Tâche demandée A -
Indiquez combien de lignes, parmi celles qui suivent l'extrait, contiennent la chaîne « road », en donnant uniquement ce nombre.

Extrait présenté -

C’est devenu un « Boys club ». La difficulté est qu’on ne doit pas non plus créer des girls clubs, tout en parvenant à imposer nos points de vue. Il n’y a que 5% de femmes qui sont CEO de leurs start-up et ce n’est pas normal. Même dans les grands groupes, on est encore loin. Ça augmente à marche forcée pour le moment !
Est-ce que les femmes se mettent dans leur vie professionnelle des freins psychologiques ? est-ce que ce fameux sujet bien souvent mis sur la table, de la confiance en soi, est en cause ?
C’est ce qui ressort beaucoup c’est vrai, dans mon livre sur les femmes. Avec des parcours différents, on retrouve les mêmes clichés, ancrés dans la réalité.
C’est là où on en est. On a des progrès à faire, ça passe pour moi par le mentorship, le fait de partager. Beaucoup de femmes sont aussi portées par des hommes mentors : cela peut nous questionner ! Pourquoi ce ne sont pas des femmes qui donnent confiance ?
Je crois aussi au fait d’apprendre à se faire confiance : quand je fais un choix, c’est le bon. Quel que soit le résultat !
Pour moi, il y a aussi ce sujet chez les femmes, qui consiste à apprendre à dire oui : on a cette tendance à vouloir être perfectionniste, il faut que tout soit bien, sinon on dit non !
« If you don’t play the game, you don’t win it », disent les américains…
Si on ne dit pas oui, on est dans le non et on n’y va pas !
Il faut aussi s’entourer, l’intelligence est aussi dans la capacité d’identifier les gens qui vont m’aider.
Avoir la volonté de sortir de sa zone de confort : la terre n’arrêtera pas de tourner ! Tu peux le faire !!

Tâche demandée B -
Traduisez en anglais cette phrase de l'extrait sur la place des femmes dans la vie professionnelle : « Je crois aussi au fait d’apprendre à se faire confiance : quand je fais un choix, c’est le bon. »

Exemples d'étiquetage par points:
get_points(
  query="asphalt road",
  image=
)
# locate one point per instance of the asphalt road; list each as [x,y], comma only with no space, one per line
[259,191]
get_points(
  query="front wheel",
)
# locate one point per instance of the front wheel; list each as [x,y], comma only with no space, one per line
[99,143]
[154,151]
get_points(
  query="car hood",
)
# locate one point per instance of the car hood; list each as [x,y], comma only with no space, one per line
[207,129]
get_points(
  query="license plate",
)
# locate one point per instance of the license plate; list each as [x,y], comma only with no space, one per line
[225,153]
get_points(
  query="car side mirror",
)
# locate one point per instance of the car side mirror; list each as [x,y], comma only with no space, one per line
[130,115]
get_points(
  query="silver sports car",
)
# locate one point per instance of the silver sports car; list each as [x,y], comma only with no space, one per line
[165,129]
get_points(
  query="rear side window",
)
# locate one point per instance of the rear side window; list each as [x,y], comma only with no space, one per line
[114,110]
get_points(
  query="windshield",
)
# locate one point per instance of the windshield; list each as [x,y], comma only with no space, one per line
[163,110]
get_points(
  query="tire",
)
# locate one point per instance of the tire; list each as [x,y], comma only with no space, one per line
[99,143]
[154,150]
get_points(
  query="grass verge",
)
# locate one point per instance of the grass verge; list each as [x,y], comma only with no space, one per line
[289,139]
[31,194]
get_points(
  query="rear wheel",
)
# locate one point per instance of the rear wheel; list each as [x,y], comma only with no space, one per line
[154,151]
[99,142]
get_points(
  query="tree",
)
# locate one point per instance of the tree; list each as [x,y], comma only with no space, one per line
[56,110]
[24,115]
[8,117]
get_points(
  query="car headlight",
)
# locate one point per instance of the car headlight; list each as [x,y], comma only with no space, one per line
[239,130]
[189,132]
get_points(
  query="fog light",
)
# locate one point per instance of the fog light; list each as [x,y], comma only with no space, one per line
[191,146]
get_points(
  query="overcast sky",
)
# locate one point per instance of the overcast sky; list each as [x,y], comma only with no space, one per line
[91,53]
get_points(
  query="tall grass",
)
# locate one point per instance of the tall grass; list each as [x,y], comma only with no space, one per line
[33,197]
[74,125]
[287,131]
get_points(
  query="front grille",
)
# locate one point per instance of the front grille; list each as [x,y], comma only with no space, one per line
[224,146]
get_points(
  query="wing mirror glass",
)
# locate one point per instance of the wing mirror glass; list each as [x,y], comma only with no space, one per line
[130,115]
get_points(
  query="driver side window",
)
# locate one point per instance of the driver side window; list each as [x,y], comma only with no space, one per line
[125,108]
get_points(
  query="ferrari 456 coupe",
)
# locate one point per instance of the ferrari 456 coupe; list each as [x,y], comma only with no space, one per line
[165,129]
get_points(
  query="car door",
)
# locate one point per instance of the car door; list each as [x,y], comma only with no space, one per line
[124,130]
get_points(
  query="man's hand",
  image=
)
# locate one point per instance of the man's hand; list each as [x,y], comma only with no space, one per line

Bonne réponse A -
2

Bonne réponse B -
I also believe in learning to trust yourself: when I make a choice, it is the right one.